-- Opening Marker --
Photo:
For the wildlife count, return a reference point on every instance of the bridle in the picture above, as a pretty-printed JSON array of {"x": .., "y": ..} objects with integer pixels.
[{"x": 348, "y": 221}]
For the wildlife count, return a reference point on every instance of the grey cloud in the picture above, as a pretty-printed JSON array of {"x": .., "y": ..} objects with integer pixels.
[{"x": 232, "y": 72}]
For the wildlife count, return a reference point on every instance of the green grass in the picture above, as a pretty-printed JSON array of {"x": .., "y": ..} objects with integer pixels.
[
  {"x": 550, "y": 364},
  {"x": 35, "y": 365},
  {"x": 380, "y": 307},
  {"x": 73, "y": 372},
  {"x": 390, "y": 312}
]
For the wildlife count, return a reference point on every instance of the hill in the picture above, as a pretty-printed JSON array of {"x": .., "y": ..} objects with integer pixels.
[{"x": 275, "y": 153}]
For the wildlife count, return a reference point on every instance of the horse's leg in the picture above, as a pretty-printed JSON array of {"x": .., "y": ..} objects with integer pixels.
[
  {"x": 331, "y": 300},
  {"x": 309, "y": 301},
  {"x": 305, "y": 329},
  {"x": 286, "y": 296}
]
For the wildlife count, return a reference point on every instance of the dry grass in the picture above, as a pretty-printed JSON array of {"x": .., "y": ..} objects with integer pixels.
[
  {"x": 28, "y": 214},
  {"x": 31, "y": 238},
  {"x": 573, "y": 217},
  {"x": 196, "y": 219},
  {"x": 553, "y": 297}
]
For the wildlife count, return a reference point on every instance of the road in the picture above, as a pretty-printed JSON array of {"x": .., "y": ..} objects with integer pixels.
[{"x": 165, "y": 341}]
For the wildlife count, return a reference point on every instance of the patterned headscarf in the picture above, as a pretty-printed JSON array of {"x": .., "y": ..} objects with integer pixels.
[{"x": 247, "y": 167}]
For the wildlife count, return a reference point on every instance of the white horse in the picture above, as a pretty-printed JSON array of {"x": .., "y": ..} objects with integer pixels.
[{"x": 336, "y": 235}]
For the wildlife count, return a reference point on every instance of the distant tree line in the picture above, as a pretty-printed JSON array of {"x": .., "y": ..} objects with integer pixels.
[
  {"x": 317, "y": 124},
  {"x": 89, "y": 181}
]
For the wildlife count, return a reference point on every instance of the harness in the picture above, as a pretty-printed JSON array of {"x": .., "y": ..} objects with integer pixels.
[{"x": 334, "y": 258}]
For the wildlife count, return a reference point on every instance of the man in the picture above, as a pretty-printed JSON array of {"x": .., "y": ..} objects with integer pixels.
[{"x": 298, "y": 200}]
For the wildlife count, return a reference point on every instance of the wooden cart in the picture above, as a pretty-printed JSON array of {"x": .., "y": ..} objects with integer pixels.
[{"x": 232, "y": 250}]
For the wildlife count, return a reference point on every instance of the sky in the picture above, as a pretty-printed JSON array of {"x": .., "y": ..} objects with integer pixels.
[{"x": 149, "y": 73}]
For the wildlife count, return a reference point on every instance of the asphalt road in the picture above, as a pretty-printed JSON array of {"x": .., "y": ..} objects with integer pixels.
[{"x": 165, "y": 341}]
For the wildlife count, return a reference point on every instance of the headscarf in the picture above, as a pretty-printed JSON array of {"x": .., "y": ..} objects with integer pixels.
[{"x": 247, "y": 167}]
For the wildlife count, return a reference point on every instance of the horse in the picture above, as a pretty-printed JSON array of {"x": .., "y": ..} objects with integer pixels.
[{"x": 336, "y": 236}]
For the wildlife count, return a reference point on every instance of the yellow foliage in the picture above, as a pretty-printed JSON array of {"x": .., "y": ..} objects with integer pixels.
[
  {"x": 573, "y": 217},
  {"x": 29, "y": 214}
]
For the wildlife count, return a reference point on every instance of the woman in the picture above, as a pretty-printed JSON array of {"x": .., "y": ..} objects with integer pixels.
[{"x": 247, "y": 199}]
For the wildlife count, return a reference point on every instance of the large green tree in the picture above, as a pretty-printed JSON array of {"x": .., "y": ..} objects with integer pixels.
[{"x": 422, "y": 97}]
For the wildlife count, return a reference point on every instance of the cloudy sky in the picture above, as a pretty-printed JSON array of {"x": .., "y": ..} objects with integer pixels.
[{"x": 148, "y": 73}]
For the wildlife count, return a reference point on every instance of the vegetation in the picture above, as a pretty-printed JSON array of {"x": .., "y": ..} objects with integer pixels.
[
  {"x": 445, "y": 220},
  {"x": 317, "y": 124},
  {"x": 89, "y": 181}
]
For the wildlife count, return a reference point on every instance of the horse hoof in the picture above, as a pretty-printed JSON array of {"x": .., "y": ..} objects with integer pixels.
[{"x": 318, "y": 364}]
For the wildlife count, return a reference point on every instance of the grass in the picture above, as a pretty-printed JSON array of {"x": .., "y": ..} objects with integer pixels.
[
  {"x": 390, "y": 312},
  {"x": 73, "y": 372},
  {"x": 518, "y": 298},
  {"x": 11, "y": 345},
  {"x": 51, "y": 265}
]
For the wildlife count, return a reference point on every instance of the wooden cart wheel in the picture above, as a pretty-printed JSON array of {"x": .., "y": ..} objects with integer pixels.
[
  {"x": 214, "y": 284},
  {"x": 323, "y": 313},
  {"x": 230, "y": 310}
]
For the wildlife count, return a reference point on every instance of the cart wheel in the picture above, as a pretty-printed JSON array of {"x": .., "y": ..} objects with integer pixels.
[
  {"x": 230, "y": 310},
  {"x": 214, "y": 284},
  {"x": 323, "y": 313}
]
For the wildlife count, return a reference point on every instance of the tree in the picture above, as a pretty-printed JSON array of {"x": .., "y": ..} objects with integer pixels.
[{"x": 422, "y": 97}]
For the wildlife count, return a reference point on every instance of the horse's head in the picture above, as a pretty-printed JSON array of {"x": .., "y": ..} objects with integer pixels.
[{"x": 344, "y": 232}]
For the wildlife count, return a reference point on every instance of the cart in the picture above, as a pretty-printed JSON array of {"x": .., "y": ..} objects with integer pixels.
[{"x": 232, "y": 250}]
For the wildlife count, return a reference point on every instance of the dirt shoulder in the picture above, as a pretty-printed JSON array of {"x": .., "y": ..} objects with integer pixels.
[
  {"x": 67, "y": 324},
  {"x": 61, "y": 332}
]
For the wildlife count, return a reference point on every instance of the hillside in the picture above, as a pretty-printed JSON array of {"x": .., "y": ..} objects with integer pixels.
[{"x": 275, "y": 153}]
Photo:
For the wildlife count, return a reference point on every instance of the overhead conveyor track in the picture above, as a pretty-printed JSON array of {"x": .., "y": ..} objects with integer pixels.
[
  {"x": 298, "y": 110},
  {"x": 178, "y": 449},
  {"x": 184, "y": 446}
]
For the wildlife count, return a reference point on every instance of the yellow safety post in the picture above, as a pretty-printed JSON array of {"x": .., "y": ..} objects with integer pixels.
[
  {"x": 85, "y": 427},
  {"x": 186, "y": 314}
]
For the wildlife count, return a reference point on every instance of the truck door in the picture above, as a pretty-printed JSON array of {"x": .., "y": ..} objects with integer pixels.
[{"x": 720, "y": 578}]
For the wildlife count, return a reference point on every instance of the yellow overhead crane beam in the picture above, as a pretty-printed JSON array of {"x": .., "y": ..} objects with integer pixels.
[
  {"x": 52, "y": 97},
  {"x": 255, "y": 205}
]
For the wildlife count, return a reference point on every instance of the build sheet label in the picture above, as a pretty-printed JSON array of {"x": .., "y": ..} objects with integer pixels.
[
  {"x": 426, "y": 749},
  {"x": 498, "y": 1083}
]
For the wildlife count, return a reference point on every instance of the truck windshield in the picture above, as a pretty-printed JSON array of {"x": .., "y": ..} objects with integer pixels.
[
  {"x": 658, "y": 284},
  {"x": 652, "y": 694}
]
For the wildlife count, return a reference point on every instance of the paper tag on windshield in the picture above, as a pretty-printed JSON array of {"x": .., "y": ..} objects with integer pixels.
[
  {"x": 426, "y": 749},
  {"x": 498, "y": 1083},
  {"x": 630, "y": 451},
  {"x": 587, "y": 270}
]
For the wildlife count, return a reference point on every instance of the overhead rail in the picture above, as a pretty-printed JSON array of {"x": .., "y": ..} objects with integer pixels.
-- Closing Marker --
◆ Exercise requirements
Your answer must be the line holding "of the paper" and every later line of the entries above, written out exactly, and nothing else.

◆ Written response
For the wildlife count, return a reference point on every instance of the paper tag on windshield in the picture above, as a pretty-printed JSON array of {"x": .., "y": ..} objects with integer pixels.
[
  {"x": 426, "y": 749},
  {"x": 498, "y": 1083},
  {"x": 630, "y": 451},
  {"x": 587, "y": 270}
]
For the wildlife count, return a reference point on every instance of the overhead rail in the picture above, as a pretty-printed JSON array of {"x": .., "y": ..} objects with integer pixels.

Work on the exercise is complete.